RECORDS FOR THE EXERCISE.
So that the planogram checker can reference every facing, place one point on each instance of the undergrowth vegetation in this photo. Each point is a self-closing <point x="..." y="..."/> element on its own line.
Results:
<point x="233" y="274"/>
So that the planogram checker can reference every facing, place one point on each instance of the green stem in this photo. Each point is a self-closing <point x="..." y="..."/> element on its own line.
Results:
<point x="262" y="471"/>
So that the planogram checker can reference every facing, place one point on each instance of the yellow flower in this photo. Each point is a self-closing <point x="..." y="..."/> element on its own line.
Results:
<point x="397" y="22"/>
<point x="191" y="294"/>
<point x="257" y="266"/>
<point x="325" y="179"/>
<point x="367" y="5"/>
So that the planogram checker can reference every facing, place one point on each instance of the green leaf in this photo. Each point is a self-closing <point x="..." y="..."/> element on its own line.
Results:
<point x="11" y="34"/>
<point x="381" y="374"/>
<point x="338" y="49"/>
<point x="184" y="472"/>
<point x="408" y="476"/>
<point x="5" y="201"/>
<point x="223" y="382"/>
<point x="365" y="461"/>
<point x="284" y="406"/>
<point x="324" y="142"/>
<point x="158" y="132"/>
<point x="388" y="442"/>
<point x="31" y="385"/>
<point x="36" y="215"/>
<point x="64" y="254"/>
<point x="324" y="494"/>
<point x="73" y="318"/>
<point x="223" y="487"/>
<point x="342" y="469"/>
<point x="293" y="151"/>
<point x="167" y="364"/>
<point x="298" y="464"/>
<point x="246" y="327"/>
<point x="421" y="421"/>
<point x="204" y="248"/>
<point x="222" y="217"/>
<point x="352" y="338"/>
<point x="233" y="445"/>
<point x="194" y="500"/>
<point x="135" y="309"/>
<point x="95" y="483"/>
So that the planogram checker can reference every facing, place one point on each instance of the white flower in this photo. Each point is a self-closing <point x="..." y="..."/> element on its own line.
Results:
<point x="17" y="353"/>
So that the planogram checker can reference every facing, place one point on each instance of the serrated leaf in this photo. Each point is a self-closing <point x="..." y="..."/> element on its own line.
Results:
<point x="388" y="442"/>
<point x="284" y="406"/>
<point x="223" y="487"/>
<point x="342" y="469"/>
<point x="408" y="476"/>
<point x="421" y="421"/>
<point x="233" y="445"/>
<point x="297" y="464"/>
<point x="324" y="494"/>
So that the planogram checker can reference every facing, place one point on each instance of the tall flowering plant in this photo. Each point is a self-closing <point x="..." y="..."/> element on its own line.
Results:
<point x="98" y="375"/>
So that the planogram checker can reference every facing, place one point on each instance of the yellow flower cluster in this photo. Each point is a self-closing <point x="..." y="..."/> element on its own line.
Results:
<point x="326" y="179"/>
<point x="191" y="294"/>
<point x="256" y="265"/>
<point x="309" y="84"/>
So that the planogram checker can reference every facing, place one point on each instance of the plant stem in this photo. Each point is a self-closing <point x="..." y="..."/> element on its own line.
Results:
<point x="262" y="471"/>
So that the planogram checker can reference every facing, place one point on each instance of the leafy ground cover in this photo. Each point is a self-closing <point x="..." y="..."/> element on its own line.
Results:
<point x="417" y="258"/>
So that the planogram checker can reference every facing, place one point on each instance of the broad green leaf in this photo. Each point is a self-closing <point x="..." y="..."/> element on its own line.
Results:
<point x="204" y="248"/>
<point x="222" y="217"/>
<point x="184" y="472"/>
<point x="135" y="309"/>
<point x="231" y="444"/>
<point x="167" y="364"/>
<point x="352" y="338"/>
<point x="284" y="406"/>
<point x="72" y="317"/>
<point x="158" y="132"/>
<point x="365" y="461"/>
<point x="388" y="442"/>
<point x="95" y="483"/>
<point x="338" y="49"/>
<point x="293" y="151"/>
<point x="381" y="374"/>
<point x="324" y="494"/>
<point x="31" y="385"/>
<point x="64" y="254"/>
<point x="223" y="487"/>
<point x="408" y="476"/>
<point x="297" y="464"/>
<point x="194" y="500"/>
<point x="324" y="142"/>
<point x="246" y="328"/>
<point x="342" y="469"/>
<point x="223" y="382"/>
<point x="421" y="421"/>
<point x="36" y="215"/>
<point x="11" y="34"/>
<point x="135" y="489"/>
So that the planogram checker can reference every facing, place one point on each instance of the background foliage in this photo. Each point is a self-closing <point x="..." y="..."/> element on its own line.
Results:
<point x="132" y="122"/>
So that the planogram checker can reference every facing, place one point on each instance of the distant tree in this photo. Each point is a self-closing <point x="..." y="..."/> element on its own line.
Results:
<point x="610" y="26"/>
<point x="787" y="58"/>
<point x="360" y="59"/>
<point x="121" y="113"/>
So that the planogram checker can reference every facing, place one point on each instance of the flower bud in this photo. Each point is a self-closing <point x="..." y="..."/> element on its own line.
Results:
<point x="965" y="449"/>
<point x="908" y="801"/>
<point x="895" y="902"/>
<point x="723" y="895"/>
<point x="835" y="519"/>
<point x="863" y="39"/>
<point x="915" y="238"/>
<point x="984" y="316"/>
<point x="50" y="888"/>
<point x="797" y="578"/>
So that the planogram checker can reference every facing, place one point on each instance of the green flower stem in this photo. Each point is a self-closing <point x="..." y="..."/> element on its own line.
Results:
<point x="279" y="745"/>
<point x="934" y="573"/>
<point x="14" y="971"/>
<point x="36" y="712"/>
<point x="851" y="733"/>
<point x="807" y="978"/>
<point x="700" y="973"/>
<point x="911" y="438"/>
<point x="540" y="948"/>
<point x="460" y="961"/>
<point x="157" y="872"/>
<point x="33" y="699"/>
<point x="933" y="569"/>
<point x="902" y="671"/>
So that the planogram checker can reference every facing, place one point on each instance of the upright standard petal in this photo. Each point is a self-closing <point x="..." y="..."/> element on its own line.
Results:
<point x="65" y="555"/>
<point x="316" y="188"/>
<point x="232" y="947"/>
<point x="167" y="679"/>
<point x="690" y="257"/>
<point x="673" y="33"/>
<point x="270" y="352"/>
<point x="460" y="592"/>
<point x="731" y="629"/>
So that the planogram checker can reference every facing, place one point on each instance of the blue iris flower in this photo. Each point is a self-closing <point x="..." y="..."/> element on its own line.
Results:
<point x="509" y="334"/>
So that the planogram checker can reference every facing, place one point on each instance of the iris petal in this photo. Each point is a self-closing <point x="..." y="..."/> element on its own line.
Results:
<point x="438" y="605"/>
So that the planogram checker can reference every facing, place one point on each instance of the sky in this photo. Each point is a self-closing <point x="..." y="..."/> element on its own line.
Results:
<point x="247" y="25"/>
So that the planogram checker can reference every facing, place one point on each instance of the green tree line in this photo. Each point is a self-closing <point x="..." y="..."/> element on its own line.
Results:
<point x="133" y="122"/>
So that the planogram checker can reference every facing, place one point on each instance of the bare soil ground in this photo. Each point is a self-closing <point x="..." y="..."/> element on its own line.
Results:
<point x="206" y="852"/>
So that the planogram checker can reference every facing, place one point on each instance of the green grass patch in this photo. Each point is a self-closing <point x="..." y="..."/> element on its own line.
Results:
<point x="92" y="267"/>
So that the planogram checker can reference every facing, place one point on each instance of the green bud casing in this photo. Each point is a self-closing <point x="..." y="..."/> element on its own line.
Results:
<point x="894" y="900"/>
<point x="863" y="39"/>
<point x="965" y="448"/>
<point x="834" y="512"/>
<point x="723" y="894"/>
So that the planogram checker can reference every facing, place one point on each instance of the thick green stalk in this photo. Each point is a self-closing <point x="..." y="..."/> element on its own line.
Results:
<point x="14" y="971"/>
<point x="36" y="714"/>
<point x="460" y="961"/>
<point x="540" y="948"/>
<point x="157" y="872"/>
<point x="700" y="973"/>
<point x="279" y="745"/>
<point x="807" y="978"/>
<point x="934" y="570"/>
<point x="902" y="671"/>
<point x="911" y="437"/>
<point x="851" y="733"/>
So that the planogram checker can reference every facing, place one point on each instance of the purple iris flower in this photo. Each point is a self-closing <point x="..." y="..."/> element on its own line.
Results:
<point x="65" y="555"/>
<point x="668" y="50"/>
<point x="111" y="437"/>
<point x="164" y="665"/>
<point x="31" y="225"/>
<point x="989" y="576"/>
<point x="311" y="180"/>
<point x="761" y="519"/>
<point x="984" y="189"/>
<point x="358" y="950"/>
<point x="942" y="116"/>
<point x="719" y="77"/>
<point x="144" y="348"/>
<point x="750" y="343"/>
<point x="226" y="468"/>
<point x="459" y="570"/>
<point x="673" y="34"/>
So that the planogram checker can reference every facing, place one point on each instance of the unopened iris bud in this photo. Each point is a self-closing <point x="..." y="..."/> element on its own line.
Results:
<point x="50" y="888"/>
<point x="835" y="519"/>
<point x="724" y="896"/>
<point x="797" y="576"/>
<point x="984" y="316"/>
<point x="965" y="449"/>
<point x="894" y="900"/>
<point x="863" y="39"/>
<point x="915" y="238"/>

PROBLEM DESCRIPTION.
Copy only the stretch running from the line containing "of the thick" to the final line of the entries, both ends included, exactly as it stands.

THE OUTPUT.
So that the planogram checker can reference every facing, place one point on each instance of the thick green stalk in this photo. Each point is a self-closing <point x="..." y="..."/> element on its own line.
Results:
<point x="14" y="971"/>
<point x="36" y="714"/>
<point x="460" y="961"/>
<point x="540" y="948"/>
<point x="157" y="872"/>
<point x="700" y="973"/>
<point x="279" y="745"/>
<point x="807" y="978"/>
<point x="934" y="570"/>
<point x="902" y="671"/>
<point x="911" y="437"/>
<point x="851" y="733"/>
So that the planogram checker can reference every facing, place one point on each instance of the purple iris flower in this photo. Each point is a self-closing <point x="..." y="..."/> element on its own line.
Results:
<point x="65" y="555"/>
<point x="668" y="50"/>
<point x="111" y="437"/>
<point x="164" y="665"/>
<point x="31" y="225"/>
<point x="989" y="576"/>
<point x="311" y="180"/>
<point x="761" y="519"/>
<point x="984" y="189"/>
<point x="358" y="950"/>
<point x="942" y="116"/>
<point x="719" y="77"/>
<point x="144" y="348"/>
<point x="750" y="343"/>
<point x="226" y="468"/>
<point x="459" y="570"/>
<point x="673" y="34"/>
So that the planogram checker can reference every facing, place one point on each instance of the unopened iris bud in this photo. Each point is a self-closing <point x="..." y="..."/> element on its own line.
Results:
<point x="50" y="888"/>
<point x="835" y="519"/>
<point x="724" y="896"/>
<point x="797" y="576"/>
<point x="984" y="316"/>
<point x="965" y="449"/>
<point x="894" y="900"/>
<point x="863" y="39"/>
<point x="915" y="238"/>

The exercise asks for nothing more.